**Task description**:
Reproduce the listing below word for word, but leave out the pictures.
* Start Supplied data *
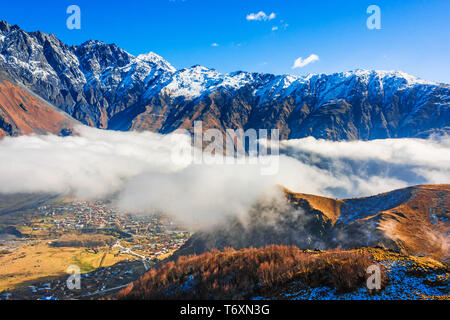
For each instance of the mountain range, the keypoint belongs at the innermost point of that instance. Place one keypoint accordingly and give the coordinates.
(103, 86)
(413, 221)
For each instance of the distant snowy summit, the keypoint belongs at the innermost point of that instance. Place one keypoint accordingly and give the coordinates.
(104, 86)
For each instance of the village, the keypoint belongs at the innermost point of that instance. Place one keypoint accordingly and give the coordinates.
(122, 245)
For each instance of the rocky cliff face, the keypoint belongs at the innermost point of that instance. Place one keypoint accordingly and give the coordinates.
(104, 86)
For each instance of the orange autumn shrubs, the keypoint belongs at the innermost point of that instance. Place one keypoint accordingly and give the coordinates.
(247, 273)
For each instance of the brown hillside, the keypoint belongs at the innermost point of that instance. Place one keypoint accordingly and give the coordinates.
(413, 221)
(22, 113)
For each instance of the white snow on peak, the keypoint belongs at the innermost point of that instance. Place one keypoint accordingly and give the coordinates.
(198, 80)
(155, 59)
(367, 75)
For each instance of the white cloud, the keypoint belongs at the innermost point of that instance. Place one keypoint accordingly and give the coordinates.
(137, 167)
(261, 16)
(300, 63)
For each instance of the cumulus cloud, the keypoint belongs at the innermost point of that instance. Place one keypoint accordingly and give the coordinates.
(260, 16)
(138, 171)
(300, 63)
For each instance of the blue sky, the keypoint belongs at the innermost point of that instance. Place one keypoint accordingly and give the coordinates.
(414, 35)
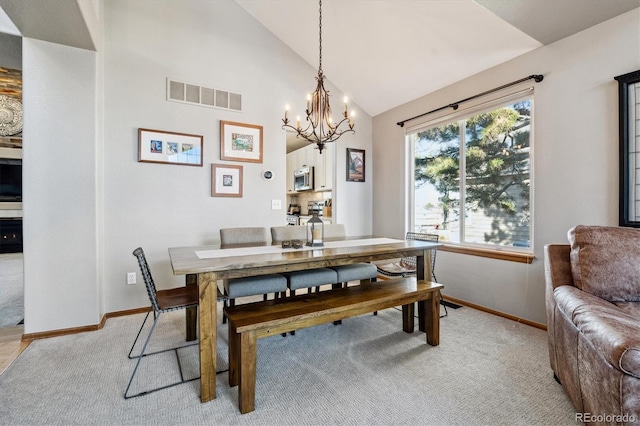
* End Supplied data *
**Correct answer**:
For each instance of the mountain range, the keypoint belongs at the innermost point of that instance. Place one keypoint accordingly and give the coordinates.
(103, 86)
(413, 221)
For each instance of the distant snowy summit, the keypoint belongs at the innermost point of that instance. Place one keypoint accordingly and give the coordinates.
(104, 86)
For each instance of the village, the keypoint belongs at the innermost point of that instance. Place one keypoint accordingly and give the coordinates.
(122, 245)
For each instance of the rocky cliff face, the keypoint belongs at the innermost point of that instance. Place one keypoint accordingly and give the coordinates.
(104, 86)
For each instance of the orange autumn shrubs, the keypoint belongs at the innermost point of that instance. Place one keypoint accordingly and give the coordinates.
(247, 273)
For each instance of the brown hillside, the keypoint belongs at the innermost point of that instance. Place one keypoint accordingly and give the coordinates.
(413, 221)
(22, 113)
For each instance of the white snow on peak, the keypoint belongs at the innermost point of that instance. Place one keypoint accordingly and give the coordinates.
(198, 80)
(155, 59)
(367, 75)
For each instance of the white cloud, the keypoint belongs at the innermost point of that instance. Place one keypoint accordingly and give the coordinates.
(137, 167)
(261, 16)
(300, 63)
For each instance of the cumulus cloud, the keypoint belongs at the innermost point of that instance. Place one keypoint accordingly and give the coordinates.
(260, 16)
(138, 171)
(300, 63)
For each instance of the blue sky, the keypoint belongs at the innermost point of that instance. Place one keypoint accordingly and give the coordinates.
(414, 35)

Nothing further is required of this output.